**ENTRIES SUPPLIED:**
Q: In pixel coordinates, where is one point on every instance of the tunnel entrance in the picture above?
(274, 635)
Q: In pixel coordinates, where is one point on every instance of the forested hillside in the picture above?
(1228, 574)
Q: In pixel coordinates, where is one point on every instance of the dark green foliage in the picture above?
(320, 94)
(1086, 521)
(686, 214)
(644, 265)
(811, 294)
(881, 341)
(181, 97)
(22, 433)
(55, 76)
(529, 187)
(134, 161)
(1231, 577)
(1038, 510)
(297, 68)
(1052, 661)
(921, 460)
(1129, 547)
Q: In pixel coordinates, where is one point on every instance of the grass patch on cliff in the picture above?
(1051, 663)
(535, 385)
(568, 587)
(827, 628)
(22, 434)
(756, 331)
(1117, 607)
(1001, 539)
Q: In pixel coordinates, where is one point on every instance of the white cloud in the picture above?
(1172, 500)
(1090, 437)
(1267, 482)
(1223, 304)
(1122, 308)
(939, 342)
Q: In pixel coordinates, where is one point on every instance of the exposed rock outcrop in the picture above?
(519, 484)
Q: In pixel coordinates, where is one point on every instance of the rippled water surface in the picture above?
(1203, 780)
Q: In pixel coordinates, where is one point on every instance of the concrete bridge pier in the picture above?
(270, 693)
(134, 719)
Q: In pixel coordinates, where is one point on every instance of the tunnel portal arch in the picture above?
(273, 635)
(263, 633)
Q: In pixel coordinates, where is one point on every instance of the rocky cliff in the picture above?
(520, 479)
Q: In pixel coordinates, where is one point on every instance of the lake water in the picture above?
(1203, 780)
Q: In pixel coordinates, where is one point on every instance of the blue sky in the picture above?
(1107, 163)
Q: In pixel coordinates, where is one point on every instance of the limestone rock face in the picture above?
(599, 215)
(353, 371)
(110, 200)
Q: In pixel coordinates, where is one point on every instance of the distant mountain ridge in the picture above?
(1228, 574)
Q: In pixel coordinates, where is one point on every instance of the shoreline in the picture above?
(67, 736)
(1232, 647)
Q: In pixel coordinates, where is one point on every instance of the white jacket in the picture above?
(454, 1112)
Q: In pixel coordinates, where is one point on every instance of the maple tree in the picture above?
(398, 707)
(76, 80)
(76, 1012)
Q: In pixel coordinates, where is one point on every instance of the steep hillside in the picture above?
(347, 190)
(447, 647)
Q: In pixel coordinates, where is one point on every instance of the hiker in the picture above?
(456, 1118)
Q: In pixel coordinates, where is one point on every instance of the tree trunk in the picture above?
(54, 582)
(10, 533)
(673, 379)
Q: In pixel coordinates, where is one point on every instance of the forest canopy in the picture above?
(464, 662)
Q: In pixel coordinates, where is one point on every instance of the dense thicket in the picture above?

**WRITTEN EXERCISE:**
Reproduce all of the data above with "pixel coordinates" switched to "image coordinates" at every occurrence, leaving everything else unchanged.

**IN RESPONSE:**
Q: In image coordinates, where is one point on every instance of the tunnel entrance in the picture above?
(274, 635)
Q: In image coordinates, where is one point on every instance of the forested hillside in the picture above?
(1228, 574)
Q: In image coordinates, where is one point on every instance of the dark green foliage in the picture above?
(320, 94)
(1086, 521)
(686, 214)
(644, 265)
(811, 294)
(881, 341)
(181, 97)
(22, 433)
(55, 76)
(529, 187)
(134, 161)
(1231, 577)
(1038, 510)
(297, 68)
(1052, 661)
(921, 460)
(1129, 547)
Q: In image coordinates, where is one point on every instance of the grass patch on cliff in the picture above?
(1051, 663)
(535, 385)
(568, 587)
(827, 628)
(22, 434)
(756, 331)
(1117, 607)
(1001, 539)
Q: In image coordinates, where is one point on every instance of the white cloud in the picture above?
(1172, 500)
(1090, 437)
(1267, 482)
(1223, 304)
(1122, 308)
(939, 342)
Q: In image coordinates, where is one point on every instance of the exposed rock outcrop in the picture above?
(519, 484)
Q: In image coordinates, where is one point on every instance of the rippled water surface in the picture above?
(1203, 780)
Q: In image coordinates, where is one point on every instance of the concrete bridge pier in the picture above?
(270, 693)
(134, 719)
Q: In image coordinates, where is one point on every instance of the tunnel portal arch in the picture above?
(273, 635)
(263, 633)
Q: In image coordinates, where is one point on every instance of the rocky cliff in the picture above?
(520, 479)
Q: In image coordinates, where is one point on every instance of the lake water in the picture above?
(1203, 780)
Q: In image coordinates, where is one point on every instance of the blue sky in the picture above?
(1107, 163)
Q: In image coordinates, where is one point on every instance of the limestone rock face in the picture above?
(599, 215)
(353, 371)
(110, 200)
Q: In image coordinates, where is one point on every instance of the distant mountain ridge in the picture above?
(1228, 574)
Q: In image coordinates, where is one point on every instance of the shoreline in the picture above?
(67, 736)
(1232, 647)
Q: In image coordinates, where is one point on every instance of the white jacket in the picture above?
(454, 1112)
Q: In image coordinates, where is one point on every instance of the maple tree in the picture above?
(398, 707)
(76, 80)
(76, 1012)
Q: In image coordinates, where is one point on every instance of the steep hillside in the picture above?
(347, 190)
(447, 647)
Q: In image coordinates, where is one point on every instance of the hiker in the picture above?
(456, 1118)
Q: In image coordinates, where is one point on every instance of the tree trunk in the picture above?
(54, 582)
(10, 533)
(673, 379)
Q: In image coordinates, where is one point on every instance of the forest canopy in the picture above?
(464, 662)
Q: In image coordinates, where is one point on every instance of the dense thicket in the picture above?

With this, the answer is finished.